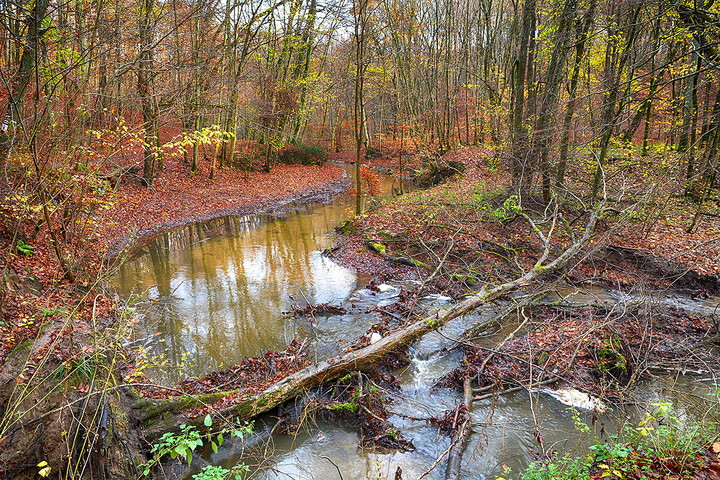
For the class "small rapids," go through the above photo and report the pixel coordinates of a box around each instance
[114,163,719,480]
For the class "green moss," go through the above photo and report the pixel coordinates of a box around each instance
[425,317,440,330]
[328,402,360,413]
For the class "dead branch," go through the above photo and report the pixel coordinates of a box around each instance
[144,204,604,439]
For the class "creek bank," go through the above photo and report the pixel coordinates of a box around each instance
[0,162,347,478]
[106,164,349,260]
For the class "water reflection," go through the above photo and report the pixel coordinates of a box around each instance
[114,165,390,382]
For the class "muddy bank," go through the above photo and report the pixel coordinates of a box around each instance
[106,165,349,260]
[0,164,347,478]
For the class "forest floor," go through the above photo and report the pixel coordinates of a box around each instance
[0,153,347,478]
[0,141,720,478]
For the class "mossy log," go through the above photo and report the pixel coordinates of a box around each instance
[144,206,601,439]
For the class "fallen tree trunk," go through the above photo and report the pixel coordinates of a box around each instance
[143,203,603,440]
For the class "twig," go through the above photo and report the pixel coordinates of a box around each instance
[473,377,560,402]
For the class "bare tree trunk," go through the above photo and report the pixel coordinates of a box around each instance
[138,0,157,186]
[353,0,368,215]
[143,203,604,440]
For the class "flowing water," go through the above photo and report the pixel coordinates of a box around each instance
[115,164,718,480]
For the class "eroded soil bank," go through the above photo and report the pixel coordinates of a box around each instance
[0,159,347,478]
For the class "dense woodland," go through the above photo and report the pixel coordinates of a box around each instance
[0,0,720,478]
[2,0,720,192]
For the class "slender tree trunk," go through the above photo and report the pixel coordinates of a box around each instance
[137,0,157,186]
[556,0,597,187]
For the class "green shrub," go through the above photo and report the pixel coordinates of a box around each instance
[278,143,328,165]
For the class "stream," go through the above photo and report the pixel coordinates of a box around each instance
[114,166,718,480]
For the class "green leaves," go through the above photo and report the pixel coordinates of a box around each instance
[141,414,253,480]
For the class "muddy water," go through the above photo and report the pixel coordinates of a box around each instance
[114,166,393,383]
[115,166,718,480]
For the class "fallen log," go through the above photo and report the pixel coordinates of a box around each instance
[143,205,603,440]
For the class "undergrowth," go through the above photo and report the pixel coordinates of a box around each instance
[497,402,720,480]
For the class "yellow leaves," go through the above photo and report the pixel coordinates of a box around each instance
[38,460,52,477]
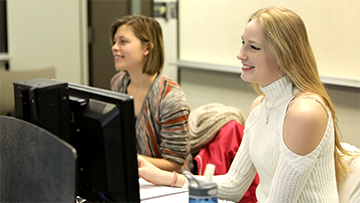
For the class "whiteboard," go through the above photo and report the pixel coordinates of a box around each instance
[179,0,360,86]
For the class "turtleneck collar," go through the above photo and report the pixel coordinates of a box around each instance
[260,76,293,108]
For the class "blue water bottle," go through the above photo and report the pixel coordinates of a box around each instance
[184,164,218,203]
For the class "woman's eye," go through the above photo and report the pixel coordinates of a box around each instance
[250,45,261,51]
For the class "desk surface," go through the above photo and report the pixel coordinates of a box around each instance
[139,178,232,203]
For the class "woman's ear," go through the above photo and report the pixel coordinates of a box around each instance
[144,42,154,56]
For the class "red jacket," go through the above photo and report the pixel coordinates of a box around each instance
[194,121,259,203]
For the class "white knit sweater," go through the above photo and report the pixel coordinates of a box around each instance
[214,77,338,203]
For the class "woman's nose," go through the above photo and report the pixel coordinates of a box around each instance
[236,49,247,61]
[111,43,119,51]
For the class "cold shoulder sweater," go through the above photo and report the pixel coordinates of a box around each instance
[214,76,338,203]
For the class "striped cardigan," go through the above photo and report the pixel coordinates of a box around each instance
[111,72,192,169]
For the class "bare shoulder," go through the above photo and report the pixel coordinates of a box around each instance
[250,95,264,112]
[283,96,328,155]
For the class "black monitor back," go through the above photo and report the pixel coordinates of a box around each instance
[14,78,140,203]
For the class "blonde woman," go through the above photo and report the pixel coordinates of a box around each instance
[138,6,354,203]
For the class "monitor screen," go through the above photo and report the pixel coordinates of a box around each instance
[14,78,140,203]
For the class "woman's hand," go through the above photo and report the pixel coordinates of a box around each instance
[137,156,172,185]
[137,155,186,187]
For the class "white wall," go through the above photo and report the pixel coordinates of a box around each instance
[154,0,178,81]
[180,68,360,148]
[7,0,88,84]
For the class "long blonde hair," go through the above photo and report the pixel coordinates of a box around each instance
[249,6,349,183]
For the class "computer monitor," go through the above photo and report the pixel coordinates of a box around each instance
[14,78,140,203]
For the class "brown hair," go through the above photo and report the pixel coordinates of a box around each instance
[110,14,165,75]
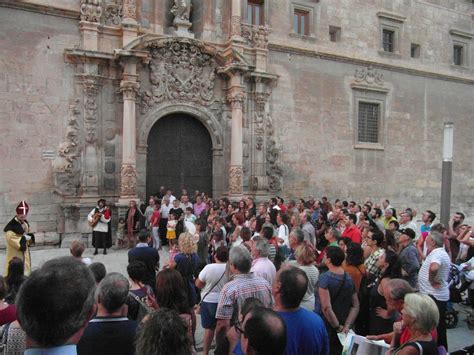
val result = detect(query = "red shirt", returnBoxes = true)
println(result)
[342,224,362,244]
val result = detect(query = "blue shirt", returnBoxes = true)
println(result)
[25,345,77,355]
[278,308,329,355]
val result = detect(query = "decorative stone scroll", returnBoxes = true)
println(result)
[52,99,81,195]
[83,78,99,144]
[140,38,216,113]
[81,0,102,22]
[120,164,137,197]
[102,0,123,26]
[123,0,137,21]
[354,65,383,85]
[229,165,244,195]
[242,23,270,49]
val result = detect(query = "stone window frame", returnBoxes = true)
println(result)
[289,2,317,41]
[377,12,406,58]
[241,0,271,26]
[449,29,474,68]
[351,84,389,150]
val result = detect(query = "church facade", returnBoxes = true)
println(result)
[0,0,474,244]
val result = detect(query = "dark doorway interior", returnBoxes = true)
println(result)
[146,114,212,197]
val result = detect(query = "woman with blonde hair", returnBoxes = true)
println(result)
[290,241,319,312]
[387,293,439,355]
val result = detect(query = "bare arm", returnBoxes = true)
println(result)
[318,287,341,328]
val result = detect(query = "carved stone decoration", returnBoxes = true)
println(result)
[103,0,123,26]
[171,0,191,22]
[120,164,137,197]
[266,139,283,191]
[52,99,81,195]
[242,23,270,49]
[123,0,137,21]
[81,0,102,23]
[354,65,383,85]
[230,16,242,36]
[140,38,216,113]
[83,78,99,144]
[229,165,244,195]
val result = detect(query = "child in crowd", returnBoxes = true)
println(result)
[166,213,178,249]
[184,207,196,223]
[115,217,125,249]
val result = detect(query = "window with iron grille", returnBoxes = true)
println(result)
[453,45,464,65]
[293,9,309,36]
[247,0,265,26]
[357,102,380,143]
[382,29,395,52]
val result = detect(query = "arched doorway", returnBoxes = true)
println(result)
[146,113,212,196]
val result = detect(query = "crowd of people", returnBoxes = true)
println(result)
[0,192,474,355]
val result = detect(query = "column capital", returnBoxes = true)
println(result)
[227,91,246,109]
[81,0,102,23]
[120,80,140,100]
[122,0,137,25]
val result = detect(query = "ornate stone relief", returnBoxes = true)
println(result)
[229,165,244,195]
[354,65,383,85]
[102,0,123,26]
[81,0,102,22]
[83,78,99,144]
[123,0,137,21]
[52,99,81,195]
[120,164,137,197]
[140,38,216,113]
[242,23,269,49]
[171,0,191,21]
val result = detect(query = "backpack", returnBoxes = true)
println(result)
[128,292,153,323]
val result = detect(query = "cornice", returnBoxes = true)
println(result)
[268,43,474,84]
[0,0,80,20]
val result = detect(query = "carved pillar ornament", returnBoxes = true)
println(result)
[227,91,245,196]
[81,0,102,22]
[119,76,140,202]
[230,0,242,39]
[81,76,100,196]
[123,0,137,22]
[120,164,137,199]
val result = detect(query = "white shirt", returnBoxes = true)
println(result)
[418,247,451,301]
[278,224,290,247]
[250,257,276,286]
[199,263,227,303]
[160,203,173,219]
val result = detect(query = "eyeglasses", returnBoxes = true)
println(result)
[234,321,245,336]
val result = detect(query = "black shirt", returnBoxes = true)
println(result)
[77,317,137,355]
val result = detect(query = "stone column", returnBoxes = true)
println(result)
[230,0,242,41]
[122,0,138,47]
[227,90,245,198]
[119,58,140,204]
[79,0,102,51]
[81,75,100,199]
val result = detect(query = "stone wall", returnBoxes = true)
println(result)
[270,52,474,216]
[0,7,79,243]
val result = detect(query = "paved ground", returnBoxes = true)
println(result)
[0,248,474,351]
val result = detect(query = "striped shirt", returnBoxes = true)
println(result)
[216,273,273,320]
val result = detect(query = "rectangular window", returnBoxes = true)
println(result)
[453,45,464,65]
[358,102,380,143]
[293,9,309,36]
[247,0,265,26]
[329,26,341,42]
[410,43,420,58]
[382,29,395,53]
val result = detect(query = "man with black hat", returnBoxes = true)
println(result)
[398,228,420,287]
[87,199,112,255]
[3,201,35,276]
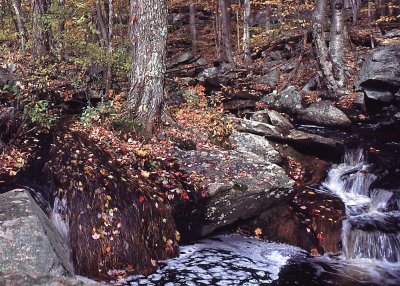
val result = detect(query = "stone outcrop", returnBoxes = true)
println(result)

- **REQUEST**:
Render the stretch from the start of the listing through the line containing "[328,402,360,413]" as a JSON list of strings, one string per line, with blank lines omitted. Leave the pictures out.

- **SOLUTION FOR THIS TASK**:
[
  "For the class \"small rapids,\" go through the above photo and report the pixel coordinates of a box around each instance",
  "[114,163,719,480]",
  "For the class \"green moss,\" go through the above photo and report the pixel coordinates of a box around each instance",
  "[425,317,440,330]",
  "[328,402,360,413]"
]